▶ _Exercise description_
Render each line of the items below as a Markdown table with two columns, No. and Text, numbering the rows and skipping blank lines. Leave the pictures out.

-- Material shown start --

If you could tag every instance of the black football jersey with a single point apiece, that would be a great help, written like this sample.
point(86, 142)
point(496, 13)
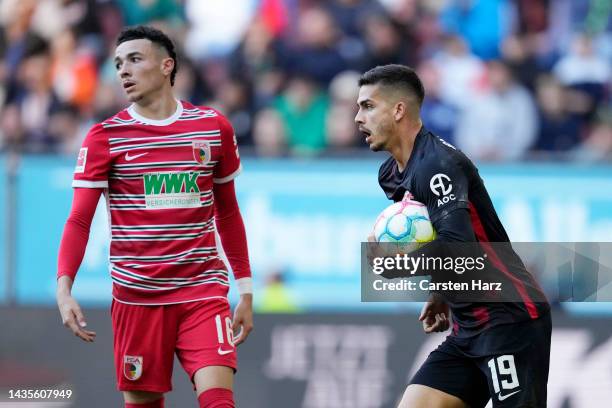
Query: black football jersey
point(460, 209)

-- Material shown end --

▶ _Expected answer_
| No. | Text |
|---|---|
| 1 | If you could tag every instance of the black football jersey with a single point apiece, that would be a great help, written like this sample. |
| 2 | point(86, 142) |
| 3 | point(496, 13) |
| 4 | Query: black football jersey |
| 5 | point(460, 209) |